Dataset entries:

◆ ◆ ◆ ◆ ◆ ◆ ◆

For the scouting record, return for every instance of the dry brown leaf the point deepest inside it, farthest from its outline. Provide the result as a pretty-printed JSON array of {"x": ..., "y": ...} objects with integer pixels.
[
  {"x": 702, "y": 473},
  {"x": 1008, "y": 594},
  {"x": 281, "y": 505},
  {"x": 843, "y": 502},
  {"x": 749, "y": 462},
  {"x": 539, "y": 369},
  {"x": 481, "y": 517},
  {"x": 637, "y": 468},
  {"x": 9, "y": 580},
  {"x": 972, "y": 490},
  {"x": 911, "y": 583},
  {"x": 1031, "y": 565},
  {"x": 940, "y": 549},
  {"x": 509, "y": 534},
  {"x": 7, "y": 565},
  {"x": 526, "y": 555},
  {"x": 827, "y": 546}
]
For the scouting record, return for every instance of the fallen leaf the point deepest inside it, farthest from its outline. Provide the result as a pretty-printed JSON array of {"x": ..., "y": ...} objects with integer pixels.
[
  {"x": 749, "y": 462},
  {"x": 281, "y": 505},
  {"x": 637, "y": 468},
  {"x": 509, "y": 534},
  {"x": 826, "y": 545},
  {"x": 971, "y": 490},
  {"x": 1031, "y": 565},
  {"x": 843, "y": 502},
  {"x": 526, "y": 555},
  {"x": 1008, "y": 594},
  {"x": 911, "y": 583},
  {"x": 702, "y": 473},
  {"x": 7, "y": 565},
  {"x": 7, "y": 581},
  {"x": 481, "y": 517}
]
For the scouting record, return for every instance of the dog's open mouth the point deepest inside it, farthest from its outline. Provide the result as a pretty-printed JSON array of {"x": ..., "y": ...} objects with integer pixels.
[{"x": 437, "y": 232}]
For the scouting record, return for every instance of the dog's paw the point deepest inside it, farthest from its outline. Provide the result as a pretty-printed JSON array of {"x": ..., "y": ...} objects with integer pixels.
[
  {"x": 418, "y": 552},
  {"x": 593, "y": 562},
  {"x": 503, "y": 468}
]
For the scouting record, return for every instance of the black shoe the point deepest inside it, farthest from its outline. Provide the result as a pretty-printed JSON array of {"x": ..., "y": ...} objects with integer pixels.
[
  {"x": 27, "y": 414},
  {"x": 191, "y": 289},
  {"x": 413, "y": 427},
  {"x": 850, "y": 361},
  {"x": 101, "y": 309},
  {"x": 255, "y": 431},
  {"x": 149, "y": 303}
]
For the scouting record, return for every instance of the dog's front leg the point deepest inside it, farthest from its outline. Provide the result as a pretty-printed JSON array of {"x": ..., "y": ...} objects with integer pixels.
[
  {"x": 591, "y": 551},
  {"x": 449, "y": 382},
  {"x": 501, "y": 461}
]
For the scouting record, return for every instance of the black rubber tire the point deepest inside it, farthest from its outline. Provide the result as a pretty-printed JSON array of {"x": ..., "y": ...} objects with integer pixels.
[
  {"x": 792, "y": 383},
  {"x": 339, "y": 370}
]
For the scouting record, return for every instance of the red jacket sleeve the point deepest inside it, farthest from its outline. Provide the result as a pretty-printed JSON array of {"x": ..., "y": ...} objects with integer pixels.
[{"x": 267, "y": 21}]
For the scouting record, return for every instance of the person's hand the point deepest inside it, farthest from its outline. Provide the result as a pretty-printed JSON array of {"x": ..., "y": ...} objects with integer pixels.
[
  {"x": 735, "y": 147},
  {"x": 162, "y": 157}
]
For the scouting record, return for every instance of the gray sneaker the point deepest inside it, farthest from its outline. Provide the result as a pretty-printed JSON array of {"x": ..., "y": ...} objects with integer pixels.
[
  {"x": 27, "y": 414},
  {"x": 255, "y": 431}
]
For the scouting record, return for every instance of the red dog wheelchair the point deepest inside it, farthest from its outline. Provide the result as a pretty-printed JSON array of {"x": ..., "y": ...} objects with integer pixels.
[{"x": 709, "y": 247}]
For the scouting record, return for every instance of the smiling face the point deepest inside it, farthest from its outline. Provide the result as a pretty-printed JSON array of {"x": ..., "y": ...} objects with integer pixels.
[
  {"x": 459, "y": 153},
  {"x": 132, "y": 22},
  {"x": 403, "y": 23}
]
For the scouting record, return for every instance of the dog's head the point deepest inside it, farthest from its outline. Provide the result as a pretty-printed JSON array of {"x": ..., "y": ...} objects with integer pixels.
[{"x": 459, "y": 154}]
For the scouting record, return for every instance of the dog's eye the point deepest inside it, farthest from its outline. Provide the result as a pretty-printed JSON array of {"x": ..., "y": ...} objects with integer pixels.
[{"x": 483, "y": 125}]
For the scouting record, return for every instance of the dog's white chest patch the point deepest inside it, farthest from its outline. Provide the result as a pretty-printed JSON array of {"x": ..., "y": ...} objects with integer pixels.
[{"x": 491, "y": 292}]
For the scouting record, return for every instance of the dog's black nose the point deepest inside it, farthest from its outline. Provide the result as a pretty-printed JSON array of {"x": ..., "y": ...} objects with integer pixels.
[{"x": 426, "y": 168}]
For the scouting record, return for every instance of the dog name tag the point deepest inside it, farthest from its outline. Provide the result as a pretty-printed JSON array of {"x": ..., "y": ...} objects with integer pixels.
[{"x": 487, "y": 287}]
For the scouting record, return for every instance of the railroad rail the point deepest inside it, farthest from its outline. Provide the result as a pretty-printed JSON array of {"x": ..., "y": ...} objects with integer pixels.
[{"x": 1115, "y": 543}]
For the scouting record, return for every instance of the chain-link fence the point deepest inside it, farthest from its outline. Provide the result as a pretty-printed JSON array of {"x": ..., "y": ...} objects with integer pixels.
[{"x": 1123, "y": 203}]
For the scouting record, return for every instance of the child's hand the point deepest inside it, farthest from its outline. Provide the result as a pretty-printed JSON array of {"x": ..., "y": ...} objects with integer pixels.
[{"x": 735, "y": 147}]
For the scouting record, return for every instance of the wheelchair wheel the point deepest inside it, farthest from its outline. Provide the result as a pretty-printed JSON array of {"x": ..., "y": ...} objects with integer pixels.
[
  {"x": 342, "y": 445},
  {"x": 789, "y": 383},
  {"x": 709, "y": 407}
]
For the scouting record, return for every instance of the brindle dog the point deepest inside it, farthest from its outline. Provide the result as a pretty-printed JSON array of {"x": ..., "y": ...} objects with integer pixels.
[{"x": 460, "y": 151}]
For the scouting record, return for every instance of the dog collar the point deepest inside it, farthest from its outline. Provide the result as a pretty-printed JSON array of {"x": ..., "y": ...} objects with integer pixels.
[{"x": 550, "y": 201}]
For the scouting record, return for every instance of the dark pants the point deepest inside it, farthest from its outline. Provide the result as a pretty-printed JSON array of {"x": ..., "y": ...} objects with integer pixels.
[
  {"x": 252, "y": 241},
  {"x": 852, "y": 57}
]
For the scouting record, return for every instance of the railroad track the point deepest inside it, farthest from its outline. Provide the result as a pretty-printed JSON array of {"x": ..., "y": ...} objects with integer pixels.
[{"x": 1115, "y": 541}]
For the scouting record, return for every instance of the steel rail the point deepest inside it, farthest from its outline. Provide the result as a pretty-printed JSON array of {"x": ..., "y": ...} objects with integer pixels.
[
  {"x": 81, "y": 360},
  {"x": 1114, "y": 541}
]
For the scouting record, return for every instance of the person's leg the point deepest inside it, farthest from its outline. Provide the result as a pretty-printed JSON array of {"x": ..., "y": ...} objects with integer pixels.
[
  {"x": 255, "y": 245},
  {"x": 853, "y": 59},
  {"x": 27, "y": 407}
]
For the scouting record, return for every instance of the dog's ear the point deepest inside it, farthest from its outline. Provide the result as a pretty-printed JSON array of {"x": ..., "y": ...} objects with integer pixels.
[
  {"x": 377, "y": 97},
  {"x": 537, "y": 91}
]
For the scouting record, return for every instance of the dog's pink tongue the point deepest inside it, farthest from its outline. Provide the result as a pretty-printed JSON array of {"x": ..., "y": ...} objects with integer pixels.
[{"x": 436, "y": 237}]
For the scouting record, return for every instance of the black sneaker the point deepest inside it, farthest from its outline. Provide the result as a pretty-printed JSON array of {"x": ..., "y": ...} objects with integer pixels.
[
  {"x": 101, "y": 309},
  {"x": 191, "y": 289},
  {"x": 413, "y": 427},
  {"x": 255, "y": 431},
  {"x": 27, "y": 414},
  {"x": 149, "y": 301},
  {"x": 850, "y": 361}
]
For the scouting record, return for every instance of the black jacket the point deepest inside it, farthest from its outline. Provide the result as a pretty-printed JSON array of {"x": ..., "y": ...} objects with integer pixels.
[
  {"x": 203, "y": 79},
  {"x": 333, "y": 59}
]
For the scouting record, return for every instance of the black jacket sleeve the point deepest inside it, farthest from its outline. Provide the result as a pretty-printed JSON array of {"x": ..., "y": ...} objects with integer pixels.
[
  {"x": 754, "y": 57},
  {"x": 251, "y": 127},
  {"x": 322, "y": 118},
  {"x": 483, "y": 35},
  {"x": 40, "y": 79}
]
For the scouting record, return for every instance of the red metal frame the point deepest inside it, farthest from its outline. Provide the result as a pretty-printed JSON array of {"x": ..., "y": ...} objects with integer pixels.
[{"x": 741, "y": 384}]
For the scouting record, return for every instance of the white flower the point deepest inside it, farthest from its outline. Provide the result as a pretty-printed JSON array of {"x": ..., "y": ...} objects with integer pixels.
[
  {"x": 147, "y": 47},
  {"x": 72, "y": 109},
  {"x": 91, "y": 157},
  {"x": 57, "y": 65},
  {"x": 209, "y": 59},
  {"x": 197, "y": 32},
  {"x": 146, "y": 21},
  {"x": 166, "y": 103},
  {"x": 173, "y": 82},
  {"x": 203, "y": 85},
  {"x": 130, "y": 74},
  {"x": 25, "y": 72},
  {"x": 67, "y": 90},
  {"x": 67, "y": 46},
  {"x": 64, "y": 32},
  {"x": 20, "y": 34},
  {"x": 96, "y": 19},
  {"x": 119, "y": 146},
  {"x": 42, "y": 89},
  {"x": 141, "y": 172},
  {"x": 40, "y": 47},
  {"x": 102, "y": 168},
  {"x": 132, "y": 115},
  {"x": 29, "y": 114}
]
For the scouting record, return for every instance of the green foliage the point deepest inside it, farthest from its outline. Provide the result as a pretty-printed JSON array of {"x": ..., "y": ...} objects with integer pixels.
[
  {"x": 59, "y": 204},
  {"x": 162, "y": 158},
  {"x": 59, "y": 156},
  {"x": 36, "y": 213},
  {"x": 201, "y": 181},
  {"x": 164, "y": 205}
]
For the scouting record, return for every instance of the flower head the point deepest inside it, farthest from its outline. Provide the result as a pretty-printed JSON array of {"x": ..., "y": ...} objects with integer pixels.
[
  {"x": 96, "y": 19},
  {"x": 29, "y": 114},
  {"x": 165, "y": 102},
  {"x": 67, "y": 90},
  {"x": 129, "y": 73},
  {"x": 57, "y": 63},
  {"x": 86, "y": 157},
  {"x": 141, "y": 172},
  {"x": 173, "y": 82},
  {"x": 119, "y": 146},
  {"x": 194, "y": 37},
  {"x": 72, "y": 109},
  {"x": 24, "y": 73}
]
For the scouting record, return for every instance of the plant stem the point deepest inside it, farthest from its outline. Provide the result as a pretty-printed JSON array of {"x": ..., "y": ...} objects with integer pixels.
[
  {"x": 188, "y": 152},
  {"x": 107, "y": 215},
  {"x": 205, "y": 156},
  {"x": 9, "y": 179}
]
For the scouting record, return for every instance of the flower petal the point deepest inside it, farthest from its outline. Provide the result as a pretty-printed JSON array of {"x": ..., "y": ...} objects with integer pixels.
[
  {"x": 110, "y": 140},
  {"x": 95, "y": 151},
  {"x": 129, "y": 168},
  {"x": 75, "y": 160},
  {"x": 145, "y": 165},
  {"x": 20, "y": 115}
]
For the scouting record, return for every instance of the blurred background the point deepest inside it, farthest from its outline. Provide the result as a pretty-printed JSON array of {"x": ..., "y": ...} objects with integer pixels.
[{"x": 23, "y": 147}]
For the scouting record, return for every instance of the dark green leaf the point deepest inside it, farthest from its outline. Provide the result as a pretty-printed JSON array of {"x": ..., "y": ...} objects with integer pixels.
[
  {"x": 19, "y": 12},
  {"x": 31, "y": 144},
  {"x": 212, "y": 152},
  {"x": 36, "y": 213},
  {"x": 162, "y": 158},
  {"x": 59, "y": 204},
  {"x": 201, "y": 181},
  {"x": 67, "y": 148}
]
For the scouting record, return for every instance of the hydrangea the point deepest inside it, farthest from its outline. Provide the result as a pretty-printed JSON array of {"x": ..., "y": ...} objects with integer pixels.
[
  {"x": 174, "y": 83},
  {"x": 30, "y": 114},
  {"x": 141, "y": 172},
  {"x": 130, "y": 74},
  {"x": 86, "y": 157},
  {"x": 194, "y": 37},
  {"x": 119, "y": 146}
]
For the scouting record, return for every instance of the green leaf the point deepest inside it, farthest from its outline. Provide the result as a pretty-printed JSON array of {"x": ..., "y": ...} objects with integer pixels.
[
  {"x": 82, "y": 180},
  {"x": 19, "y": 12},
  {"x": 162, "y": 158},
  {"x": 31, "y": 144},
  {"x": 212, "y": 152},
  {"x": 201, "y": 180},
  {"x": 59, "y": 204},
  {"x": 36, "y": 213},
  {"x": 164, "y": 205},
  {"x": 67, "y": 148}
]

◆ ◆ ◆ ◆ ◆ ◆ ◆

* [Exercise directions]:
Write out exactly the lines of the entries above that run from the line containing "of the hydrangea" through the last line, including both.

* [Finished answer]:
For the scouting record, return for every instance of the hydrangea the point deepest inside it, farthest from its outline. Provide the result as a pretty-printed JSON array of {"x": ..., "y": ...} objects with integer pixels.
[
  {"x": 174, "y": 83},
  {"x": 30, "y": 114},
  {"x": 141, "y": 172},
  {"x": 130, "y": 74},
  {"x": 86, "y": 157},
  {"x": 194, "y": 37},
  {"x": 119, "y": 146}
]
For the scouting record, return for every instance of the green leaf the point deepest inside it, farthest from its outline. Provide the result as a pretty-printed JSON array of {"x": ..., "y": ...} objects with integer pixels.
[
  {"x": 82, "y": 180},
  {"x": 19, "y": 12},
  {"x": 162, "y": 158},
  {"x": 31, "y": 144},
  {"x": 212, "y": 152},
  {"x": 201, "y": 180},
  {"x": 59, "y": 204},
  {"x": 36, "y": 213},
  {"x": 164, "y": 205},
  {"x": 67, "y": 148}
]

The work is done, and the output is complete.